YOUR GOAL
Below are some records; return each one exactly.

RECORDS PROVIDED
--- BEGIN ---
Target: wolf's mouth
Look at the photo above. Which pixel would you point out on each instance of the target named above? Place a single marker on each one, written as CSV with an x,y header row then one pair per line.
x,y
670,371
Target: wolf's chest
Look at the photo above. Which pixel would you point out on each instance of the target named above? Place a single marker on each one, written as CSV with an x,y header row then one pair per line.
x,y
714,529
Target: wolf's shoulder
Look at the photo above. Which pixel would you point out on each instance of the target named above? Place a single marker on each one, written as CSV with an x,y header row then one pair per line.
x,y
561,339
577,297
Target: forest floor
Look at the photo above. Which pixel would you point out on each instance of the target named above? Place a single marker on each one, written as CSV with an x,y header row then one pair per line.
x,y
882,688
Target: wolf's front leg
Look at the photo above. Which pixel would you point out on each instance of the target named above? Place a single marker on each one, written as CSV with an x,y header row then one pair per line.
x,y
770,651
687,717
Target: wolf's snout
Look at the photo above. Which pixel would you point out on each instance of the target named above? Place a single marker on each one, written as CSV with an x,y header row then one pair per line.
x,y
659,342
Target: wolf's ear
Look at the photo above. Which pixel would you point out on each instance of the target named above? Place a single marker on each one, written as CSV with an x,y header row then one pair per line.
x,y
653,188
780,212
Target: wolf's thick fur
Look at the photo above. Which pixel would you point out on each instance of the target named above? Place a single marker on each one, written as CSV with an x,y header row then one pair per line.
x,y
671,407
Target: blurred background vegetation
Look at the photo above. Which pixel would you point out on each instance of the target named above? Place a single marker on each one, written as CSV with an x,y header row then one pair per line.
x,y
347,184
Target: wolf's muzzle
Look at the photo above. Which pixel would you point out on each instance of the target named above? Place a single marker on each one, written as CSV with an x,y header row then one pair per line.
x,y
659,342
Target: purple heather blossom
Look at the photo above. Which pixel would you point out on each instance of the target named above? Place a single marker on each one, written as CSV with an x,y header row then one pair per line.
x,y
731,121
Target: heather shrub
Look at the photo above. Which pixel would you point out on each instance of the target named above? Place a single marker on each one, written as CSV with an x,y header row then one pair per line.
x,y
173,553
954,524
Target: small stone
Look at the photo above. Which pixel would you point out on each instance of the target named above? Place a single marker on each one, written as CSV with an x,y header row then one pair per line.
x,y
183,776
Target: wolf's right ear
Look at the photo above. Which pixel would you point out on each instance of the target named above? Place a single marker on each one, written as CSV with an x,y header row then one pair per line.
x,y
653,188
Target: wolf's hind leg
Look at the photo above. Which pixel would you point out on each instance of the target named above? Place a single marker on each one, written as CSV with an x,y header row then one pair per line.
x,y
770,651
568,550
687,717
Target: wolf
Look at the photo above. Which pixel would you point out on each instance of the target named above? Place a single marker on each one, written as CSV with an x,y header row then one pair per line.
--- END ---
RESULT OF THIS EXERCISE
Target: wolf's mouth
Look at the photo above. Which pixel would you point out on each instance of the target named above? Place a single marker on each one, written as CSV with an x,y header row then one pair per line.
x,y
670,371
Target: wolf's chest
Look at the photo above. Which pixel would you point out on each instance of the target named above? Place a single marker on each one, written as CSV with an x,y header row then one pair per line.
x,y
714,529
Target: wolf's shoulder
Look at the photo above. Which pixel would you point out on each instance of the target named above? Place a single marker on each one, written as CSV with an x,y header row then one pair per line.
x,y
561,339
577,297
Target: forest floor
Look at the photo above. Which pixel would you point out on each instance of the target named above? Place a single marker on each one, written as CSV with an x,y header row then one pair per line.
x,y
882,688
Target: wolf's front leg
Look at the photo above. Which pixel would you point out on each instance of the target named above? Place a single marker on each one, written as CSV with an x,y header row then one pair per line.
x,y
770,651
687,717
Target: wolf's snout
Look at the photo above. Which pixel would you point out on each instance of the target named above? Place a single marker on each one, written as CSV with an x,y header row then one pair per line.
x,y
659,342
Target: wolf's ear
Look at the photo above. Which pixel would you point out on each instance of the target named above? Place a single marker on each one, written as CSV with an x,y header row then one pair per line.
x,y
653,188
780,212
Target: wolf's thick fur
Look at the photo above. Which pixel would you point out on each instance of the target named above? Place a single marker on each one, written as CSV with an x,y header row then one pair per line.
x,y
671,407
Target: blurred background vegetation
Look at the photo above. Which pixel would you point out on each instance of the target named above? Place a single marker on each one, written as CSV with an x,y header row then one pair per line.
x,y
347,184
Target: wolf's muzzle
Look at the photo above. Which pixel would you point out on each instance of the target named above? Place a single marker on each one, written as CSV with an x,y header row then one pair per line.
x,y
659,342
Target: purple heather blossom
Look at the photo above. Which pixel would you point out on each instance of the target named above? Place a single marker on each one, written as CSV with an x,y header row then one pair per line.
x,y
731,121
Target: heather shrub
Look at the photo above. Which pixel would you point out on each instance of the target named above? Place a single marker on each one, written as CSV with an x,y header row then one pair per line.
x,y
173,553
954,524
Target: small stone
Look at the photo above. Which pixel would you point out on each instance of the target named above? Place a single marker on each one, written as CSV with an x,y header row then one pair per line.
x,y
183,776
Target: wolf's right ear
Look at the photo above. Which pixel would you point out on each instance of the target named above? Place a single marker on each one, written as CSV with an x,y header row then one pair per line.
x,y
653,188
Target: wolf's hind leg
Look at the photo above. Which pixel would you point out on each instance of the target named above? Place a single marker on each one, written as CSV with an x,y header row then one pair per line.
x,y
770,651
568,550
687,717
Target: wolf
Look at the photo above. Which pixel would you point out on each instance of the target named above? Place a single marker on each one, written as CSV with an x,y header row then one pair per line.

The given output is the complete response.